■ **Dataset**
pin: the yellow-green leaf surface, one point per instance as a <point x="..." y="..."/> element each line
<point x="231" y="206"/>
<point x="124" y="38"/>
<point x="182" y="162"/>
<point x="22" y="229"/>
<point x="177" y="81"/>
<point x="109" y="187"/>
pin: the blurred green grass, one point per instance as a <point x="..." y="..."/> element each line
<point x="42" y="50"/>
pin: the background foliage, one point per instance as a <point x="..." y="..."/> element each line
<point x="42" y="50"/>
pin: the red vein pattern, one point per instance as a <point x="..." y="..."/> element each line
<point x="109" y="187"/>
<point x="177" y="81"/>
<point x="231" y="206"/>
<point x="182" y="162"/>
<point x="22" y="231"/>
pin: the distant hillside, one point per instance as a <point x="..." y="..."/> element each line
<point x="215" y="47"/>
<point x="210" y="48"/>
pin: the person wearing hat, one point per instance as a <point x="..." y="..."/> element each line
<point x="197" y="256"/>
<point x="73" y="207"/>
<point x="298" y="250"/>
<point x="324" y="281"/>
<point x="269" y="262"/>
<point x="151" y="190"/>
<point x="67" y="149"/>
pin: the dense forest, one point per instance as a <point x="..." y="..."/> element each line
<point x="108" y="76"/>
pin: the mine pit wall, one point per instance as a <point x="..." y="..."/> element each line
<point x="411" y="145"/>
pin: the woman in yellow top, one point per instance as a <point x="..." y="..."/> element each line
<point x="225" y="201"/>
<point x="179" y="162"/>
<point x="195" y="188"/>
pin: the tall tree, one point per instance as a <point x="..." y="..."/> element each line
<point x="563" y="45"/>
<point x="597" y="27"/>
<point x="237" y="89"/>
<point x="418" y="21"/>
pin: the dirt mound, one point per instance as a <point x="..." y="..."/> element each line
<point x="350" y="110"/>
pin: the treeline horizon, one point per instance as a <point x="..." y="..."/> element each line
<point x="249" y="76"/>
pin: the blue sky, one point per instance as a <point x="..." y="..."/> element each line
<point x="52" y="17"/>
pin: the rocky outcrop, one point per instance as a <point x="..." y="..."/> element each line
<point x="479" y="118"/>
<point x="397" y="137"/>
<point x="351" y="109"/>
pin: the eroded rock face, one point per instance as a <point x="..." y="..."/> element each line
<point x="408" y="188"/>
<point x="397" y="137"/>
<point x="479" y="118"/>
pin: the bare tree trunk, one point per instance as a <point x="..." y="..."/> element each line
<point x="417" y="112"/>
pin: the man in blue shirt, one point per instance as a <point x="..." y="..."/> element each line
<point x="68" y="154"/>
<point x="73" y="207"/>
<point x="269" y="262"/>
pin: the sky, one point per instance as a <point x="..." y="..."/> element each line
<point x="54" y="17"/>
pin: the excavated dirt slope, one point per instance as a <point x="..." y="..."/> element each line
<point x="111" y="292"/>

* * *

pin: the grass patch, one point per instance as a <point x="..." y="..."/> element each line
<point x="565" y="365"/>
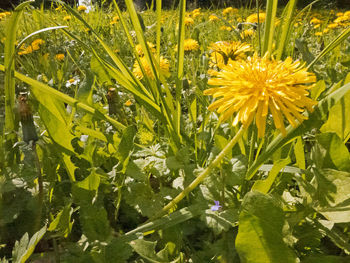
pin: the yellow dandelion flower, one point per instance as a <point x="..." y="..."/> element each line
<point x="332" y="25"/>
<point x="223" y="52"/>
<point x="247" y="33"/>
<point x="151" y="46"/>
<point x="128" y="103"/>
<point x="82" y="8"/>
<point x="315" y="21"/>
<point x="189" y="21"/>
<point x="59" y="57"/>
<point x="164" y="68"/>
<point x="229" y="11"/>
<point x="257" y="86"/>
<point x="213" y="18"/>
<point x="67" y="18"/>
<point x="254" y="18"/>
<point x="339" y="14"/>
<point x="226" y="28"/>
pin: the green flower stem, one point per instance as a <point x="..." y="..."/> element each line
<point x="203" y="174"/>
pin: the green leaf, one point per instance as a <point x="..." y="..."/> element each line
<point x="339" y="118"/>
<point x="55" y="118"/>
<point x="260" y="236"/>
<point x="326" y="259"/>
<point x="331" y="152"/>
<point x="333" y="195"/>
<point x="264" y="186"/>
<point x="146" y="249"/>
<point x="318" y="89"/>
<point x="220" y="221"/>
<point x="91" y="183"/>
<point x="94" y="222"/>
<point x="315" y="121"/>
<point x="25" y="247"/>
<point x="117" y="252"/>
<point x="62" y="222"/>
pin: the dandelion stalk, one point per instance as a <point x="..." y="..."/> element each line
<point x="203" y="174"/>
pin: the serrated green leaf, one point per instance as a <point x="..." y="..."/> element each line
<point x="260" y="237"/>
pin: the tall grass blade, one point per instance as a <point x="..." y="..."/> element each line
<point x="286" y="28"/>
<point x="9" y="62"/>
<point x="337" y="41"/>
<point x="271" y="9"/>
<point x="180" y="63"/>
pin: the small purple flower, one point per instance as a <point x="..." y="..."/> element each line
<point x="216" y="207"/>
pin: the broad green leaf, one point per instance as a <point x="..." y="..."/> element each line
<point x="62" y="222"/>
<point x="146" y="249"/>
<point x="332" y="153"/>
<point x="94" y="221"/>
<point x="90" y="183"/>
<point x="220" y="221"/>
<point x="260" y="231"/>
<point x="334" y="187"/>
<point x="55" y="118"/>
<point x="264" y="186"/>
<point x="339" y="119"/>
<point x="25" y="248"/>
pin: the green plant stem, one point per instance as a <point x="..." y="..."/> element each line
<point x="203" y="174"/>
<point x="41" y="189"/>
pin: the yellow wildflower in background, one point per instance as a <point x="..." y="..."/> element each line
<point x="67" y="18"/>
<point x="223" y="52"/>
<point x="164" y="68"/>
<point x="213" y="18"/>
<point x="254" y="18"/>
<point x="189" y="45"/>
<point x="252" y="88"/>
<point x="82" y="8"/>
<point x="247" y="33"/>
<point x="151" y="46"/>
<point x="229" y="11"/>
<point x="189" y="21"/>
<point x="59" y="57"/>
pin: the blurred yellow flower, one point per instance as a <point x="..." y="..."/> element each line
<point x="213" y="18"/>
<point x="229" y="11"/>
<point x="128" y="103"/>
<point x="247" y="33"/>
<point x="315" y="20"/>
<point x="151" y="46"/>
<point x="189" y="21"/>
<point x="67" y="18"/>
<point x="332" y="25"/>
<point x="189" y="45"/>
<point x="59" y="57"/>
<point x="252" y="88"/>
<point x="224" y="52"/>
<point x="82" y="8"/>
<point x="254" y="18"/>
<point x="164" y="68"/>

■ **Exercise requirements**
Which of the lines above contain the word "dandelion"? List each of them in full.

■ **Correct output**
pin: the yellow dandelion flower, one point per instance as a <point x="..." y="..."/> element each line
pin: the dandelion stalk, one point per instance as a <point x="..." y="..."/> element each line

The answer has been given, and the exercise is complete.